For each line of the material below, give that line again word for word.

== Data to examine

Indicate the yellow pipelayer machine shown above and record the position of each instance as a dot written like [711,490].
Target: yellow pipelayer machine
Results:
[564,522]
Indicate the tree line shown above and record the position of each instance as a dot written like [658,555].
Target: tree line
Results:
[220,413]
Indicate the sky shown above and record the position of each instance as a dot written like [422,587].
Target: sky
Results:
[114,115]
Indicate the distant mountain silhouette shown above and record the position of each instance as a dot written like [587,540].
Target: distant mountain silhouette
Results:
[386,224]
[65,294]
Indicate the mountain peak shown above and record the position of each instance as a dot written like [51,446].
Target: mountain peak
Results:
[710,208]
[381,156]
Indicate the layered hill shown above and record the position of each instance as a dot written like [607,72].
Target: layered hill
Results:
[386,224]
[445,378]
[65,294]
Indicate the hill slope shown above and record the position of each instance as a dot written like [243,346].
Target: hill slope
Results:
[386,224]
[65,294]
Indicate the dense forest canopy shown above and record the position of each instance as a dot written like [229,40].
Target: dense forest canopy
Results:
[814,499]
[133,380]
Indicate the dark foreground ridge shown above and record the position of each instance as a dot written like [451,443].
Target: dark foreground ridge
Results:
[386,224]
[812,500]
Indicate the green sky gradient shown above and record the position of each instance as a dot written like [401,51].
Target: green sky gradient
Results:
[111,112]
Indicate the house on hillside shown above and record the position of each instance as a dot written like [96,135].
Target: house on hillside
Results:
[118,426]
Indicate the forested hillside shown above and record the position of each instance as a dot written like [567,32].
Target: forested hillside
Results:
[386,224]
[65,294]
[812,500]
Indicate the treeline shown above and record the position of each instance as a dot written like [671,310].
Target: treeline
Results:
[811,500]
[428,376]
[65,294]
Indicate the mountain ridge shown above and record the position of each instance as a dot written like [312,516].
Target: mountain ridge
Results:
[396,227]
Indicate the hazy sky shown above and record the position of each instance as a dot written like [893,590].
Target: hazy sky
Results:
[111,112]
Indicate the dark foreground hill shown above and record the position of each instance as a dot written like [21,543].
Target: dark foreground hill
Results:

====

- Task response
Indicate the yellow pipelayer machine shown above and record the position of each instance as a dot written like [711,490].
Target: yellow pipelayer machine
Results:
[564,522]
Indicate the tree line shown above and record the position of each instance as a dot written like [658,555].
Target: tree line
Results:
[220,413]
Indicate the sky shown above and record the position of each instance as a dot written like [422,587].
Target: sky
Results:
[114,115]
Indicate the distant mountain silhouette shown above and record the position of each instance as a dot written like [587,540].
Target: distant mountain silhouette
Results:
[386,224]
[65,294]
Indicate the mountain peak shown above and record the position of each instance as a dot written like [51,446].
Target: mountain peak
Results:
[710,208]
[381,156]
Indicate the layered hill shown above and record the position of each instance as a dot written like [607,72].
Target: layered hill
Results:
[386,224]
[445,378]
[65,294]
Indicate the hill slope shown above and record the position of each instance as a dot written like [243,346].
Target: hill slope
Results:
[386,224]
[65,294]
Indicate the dense forest canopy shown above and record the position of each instance as a dot written like [229,40].
Target: dense forest canopy
Results:
[814,499]
[133,380]
Indicate the dark foreground ridge shown above and record the position of each instance as a dot written like [451,443].
Target: dark foreground ridge
Results:
[386,224]
[812,500]
Indicate the green sky gradient shown above and record the position of each instance as a dot written like [401,51].
Target: green sky gradient
Results:
[111,112]
Indicate the house on hillside shown above and record the position of each instance as a dot written like [96,135].
Target: house on hillside
Results:
[118,426]
Indicate the forested hillside shown above and record the position of each instance as a dot written like [567,32].
Target: forested hillside
Results:
[386,224]
[65,294]
[812,500]
Indicate the treeline shown above and record the position of each instance as a dot written like [671,310].
Target: treeline
Results:
[811,500]
[428,376]
[65,294]
Indicate the mountain ridge shown above and record the position of each instance as a dot written like [312,516].
Target: mountain ridge
Results:
[396,227]
Indicate the hazy sky shown above and record the position of each instance as a dot written like [893,590].
Target: hazy sky
Results:
[111,112]
Indicate the dark foreground hill shown above and record the position of each instance as a dot written like [21,543].
Target: dark foreground hill
Results:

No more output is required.